_WHAT IS NEEDED_: Write out every line below as a numbered list, leaving out blank lines and any pictures.

☆ ☆ ☆ ☆ ☆ ☆ ☆

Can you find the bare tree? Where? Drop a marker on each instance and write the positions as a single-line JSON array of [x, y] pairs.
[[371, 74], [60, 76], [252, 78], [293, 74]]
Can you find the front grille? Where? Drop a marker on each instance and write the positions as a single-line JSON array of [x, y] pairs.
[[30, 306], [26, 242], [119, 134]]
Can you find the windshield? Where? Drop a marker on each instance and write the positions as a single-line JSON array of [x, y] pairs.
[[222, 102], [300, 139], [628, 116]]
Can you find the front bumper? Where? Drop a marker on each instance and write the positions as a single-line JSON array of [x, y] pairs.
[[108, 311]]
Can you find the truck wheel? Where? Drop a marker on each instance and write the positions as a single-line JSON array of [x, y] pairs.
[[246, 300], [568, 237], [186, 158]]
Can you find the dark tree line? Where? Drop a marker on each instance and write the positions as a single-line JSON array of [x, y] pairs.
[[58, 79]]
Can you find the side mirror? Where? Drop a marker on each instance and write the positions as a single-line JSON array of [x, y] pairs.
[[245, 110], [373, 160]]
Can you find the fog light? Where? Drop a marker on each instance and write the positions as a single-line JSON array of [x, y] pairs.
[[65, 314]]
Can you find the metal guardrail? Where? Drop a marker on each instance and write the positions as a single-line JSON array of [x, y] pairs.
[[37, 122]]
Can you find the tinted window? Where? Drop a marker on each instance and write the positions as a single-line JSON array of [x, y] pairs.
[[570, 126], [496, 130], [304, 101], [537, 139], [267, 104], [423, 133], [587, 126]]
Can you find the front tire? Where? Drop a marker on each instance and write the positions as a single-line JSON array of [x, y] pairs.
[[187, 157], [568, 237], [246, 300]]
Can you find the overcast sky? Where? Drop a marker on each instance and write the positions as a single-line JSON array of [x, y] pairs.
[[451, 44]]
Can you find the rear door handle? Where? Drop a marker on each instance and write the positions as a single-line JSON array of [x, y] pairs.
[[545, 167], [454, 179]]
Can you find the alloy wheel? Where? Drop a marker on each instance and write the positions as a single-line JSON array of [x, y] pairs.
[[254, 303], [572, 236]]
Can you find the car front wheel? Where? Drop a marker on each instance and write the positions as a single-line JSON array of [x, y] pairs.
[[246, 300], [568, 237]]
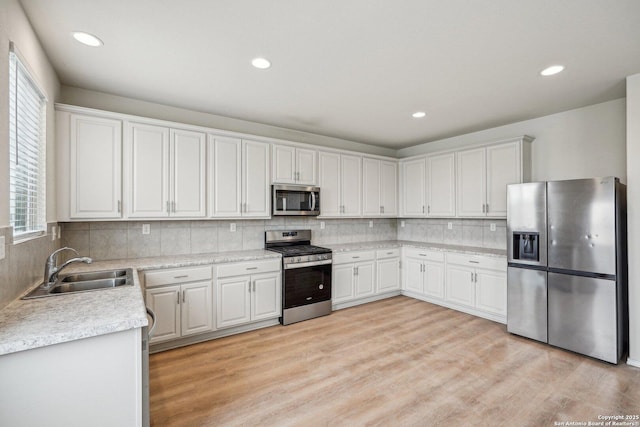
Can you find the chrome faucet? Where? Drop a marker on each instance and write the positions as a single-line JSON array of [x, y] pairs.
[[51, 269]]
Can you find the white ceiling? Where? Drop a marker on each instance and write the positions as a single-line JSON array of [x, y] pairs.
[[352, 69]]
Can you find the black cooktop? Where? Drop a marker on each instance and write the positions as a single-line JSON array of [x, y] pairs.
[[298, 250]]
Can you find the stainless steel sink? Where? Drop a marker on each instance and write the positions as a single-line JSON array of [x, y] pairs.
[[94, 275], [84, 282]]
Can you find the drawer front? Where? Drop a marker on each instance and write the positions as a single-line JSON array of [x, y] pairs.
[[347, 257], [243, 268], [176, 275], [388, 253], [425, 254], [491, 263]]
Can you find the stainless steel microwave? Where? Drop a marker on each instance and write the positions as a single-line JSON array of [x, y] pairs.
[[295, 200]]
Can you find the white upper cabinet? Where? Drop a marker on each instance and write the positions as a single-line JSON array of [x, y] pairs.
[[379, 187], [95, 148], [292, 165], [484, 173], [340, 184], [413, 175], [165, 172], [441, 188], [238, 178], [147, 165]]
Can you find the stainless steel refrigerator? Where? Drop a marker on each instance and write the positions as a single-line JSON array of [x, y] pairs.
[[567, 273]]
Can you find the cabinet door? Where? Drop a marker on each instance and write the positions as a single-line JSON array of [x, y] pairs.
[[283, 164], [371, 190], [225, 176], [491, 289], [165, 303], [389, 188], [414, 276], [342, 283], [365, 279], [413, 187], [233, 302], [329, 180], [266, 296], [503, 168], [388, 275], [147, 156], [188, 174], [434, 279], [461, 285], [471, 183], [255, 179], [197, 309], [441, 185], [350, 185], [306, 166], [95, 167]]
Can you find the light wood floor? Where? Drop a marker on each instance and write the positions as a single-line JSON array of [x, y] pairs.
[[396, 362]]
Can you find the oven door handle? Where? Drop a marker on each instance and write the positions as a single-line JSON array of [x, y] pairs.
[[307, 264]]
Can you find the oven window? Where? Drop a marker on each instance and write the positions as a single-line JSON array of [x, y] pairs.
[[302, 285]]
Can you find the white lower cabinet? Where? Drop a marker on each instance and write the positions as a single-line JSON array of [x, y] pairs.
[[181, 300], [424, 272], [364, 276], [248, 292], [478, 283]]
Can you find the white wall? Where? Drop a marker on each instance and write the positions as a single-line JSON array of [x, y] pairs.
[[581, 143], [633, 213], [103, 101]]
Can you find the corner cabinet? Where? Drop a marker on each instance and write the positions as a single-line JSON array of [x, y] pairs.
[[484, 173], [238, 178], [165, 172], [291, 165]]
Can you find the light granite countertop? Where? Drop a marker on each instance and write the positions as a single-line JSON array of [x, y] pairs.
[[34, 323], [384, 244]]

☆ ☆ ☆ ☆ ☆ ☆ ☆

_OUTPUT FOR THIS TASK_:
1. Can you find the bare tree? Where? Drop a marker on each instance and write the positions as a single-line JSON array of [x, y] pairs.
2. [[371, 74], [60, 76], [252, 78], [293, 74]]
3. Can you find the front grille? Where? Drop a marker on each instance and write the positions as a single-line JSON array of [x, y] pairs.
4. [[30, 306], [26, 242], [119, 134]]
5. Can you find the windshield? Where? Drop a marker on each instance and write the positions as a single-line JSON array of [x, y] pairs.
6. [[222, 102], [300, 139], [628, 116]]
7. Can you find the front bumper? Where? Drop a marker on each instance and write the positions as a single-line JSON array of [x, y] pairs.
8. [[108, 311]]
9. Can you find the truck wheel? Where? Drop a marker on each instance and write the positions as a single-line JSON array of [x, y] pairs.
10. [[246, 300], [568, 237], [186, 158]]
11. Can you find the dark tree line? Where? Drop a marker on each instance and write the positions as a single-line JSON array of [x, y] pairs.
12. [[58, 79]]
13. Can you find the side mirror? Where? Drop a marker on each instance and write the positions as a single-line JSON array of [x, y] pairs.
14. [[245, 110], [373, 160]]
15. Can you find the fog light? Where? Drop a marker on each instance and write the positions as a single-line JSON array of [x, y] pairs.
16. [[65, 314]]
17. Can you find the metal guardrail? Where? Drop a marker on each instance and write the positions as a single-line JSON array of [x, y] pairs.
18. [[37, 122]]
19. Can you find the tinted window? Where? Drop a marker on each instance and write the positions as a single-line JSON array of [x, y] pairs.
20. [[570, 126], [496, 130], [304, 101], [537, 139], [267, 104], [423, 133], [587, 126]]
21. Can you find the front tire? Where? Drop a marker on each instance and write the positions as a single-line JSON array of [x, y] pairs.
22. [[187, 157], [568, 237], [246, 300]]
23. Can you find the overcast sky? Where? Drop a marker on each instance and write the positions as a single-line JSON array of [x, y] pairs.
24. [[451, 44]]
25. Can you find the rear door handle? Where? Drop a marker on each instance and write the positions as a single-line JSON array of [x, y] pairs.
26. [[545, 167], [454, 179]]
27. Can you find the alloy wheel? Where? Drop a marker on each instance and write the positions as a single-line JSON array of [x, y] pairs.
28. [[254, 303], [572, 236]]
29. Can you find the car front wheel? Where? Drop a marker on each instance and write the positions as a single-line JSON array of [x, y] pairs.
30. [[246, 300], [568, 237]]
31. Can you find the chrome faucet? Where? Drop a marker on each instance and write the positions as a single-line JSON array of [x, y] pairs.
32. [[51, 269]]
33. Can you find the white ceiling? Where? Drop a marker on each instance and write the positions as a single-line JSON array of [x, y] pairs.
34. [[352, 69]]
35. Can you find the black cooktop? Where? Drop a marker on each instance and write the positions as a single-line JSON array of [x, y] pairs.
36. [[298, 250]]
37. Can you find the stainless steel sink? Where? Drop a marker on each instance and write the positions as a single-line JSON array of [x, y] pairs.
38. [[94, 275], [84, 282]]
39. Can you find the drawer front? Where? Drop a marker on each instance and write the positions as a single-line JSON array of [x, y] pairs.
40. [[347, 257], [243, 268], [176, 275], [388, 253], [425, 254], [491, 263]]
41. Can you find the stainless steel microwave? Where? Drop a marker on each instance and write the positions as a single-line JSON array of [x, y] pairs.
42. [[295, 200]]
43. Can you find the white upper cabinet? Where? Drop a marker on each instance and write the positions as a single-line JSON array of [x, y] pairs.
44. [[379, 187], [95, 148], [292, 165], [484, 173], [340, 184], [413, 175], [165, 172], [441, 188], [238, 178], [147, 165]]
45. Can you find the stainless steel refrigerator? Where? Drop a marker on each instance and write the positions as a single-line JSON array of [x, y] pairs.
46. [[567, 273]]
47. Can you find the cabinet door? Where? Drop a marker on each instance and write the positions as a single-line JSON array of [x, y] pairs.
48. [[283, 164], [371, 190], [225, 176], [491, 289], [165, 303], [389, 188], [414, 276], [342, 283], [365, 279], [413, 187], [233, 302], [329, 180], [266, 296], [503, 168], [388, 275], [147, 156], [188, 174], [434, 279], [461, 285], [471, 183], [255, 179], [197, 309], [441, 185], [350, 185], [306, 166], [95, 167]]
49. Can you find the light wood floor? Where? Drop a marker on each instance and write the positions as a single-line JSON array of [x, y] pairs.
50. [[396, 362]]
51. Can you find the oven door handle? Where? Drop a marker on each instance and write the positions as a single-line JSON array of [x, y] pairs.
52. [[307, 264]]
53. Can you find the oven window? Where? Drop a marker on each instance and write the positions as a single-line JSON array of [x, y] pairs.
54. [[302, 285]]
55. Can you find the white lower cabinet? Where? Drop a marker on each instance and write the positions as a single-line JSON array of [x, y] pairs.
56. [[181, 300], [424, 272], [364, 276], [248, 292], [478, 283]]
57. Can you find the white wall? Where? Drop a marker on each instance and write the positions as a single-line JSON array of [x, y] pairs.
58. [[581, 143], [633, 213], [103, 101]]
59. Can you find the corner cabinet? Where? Drop a marker on each instance and write the positions as a single-line JSON array of [x, y] pairs.
60. [[484, 173], [238, 178], [165, 172], [291, 165]]
61. Can you find the light granite countertop? Where? Drop a marker on each instance and write the positions as a single-line JSON array of [x, y] pairs.
62. [[34, 323], [384, 244]]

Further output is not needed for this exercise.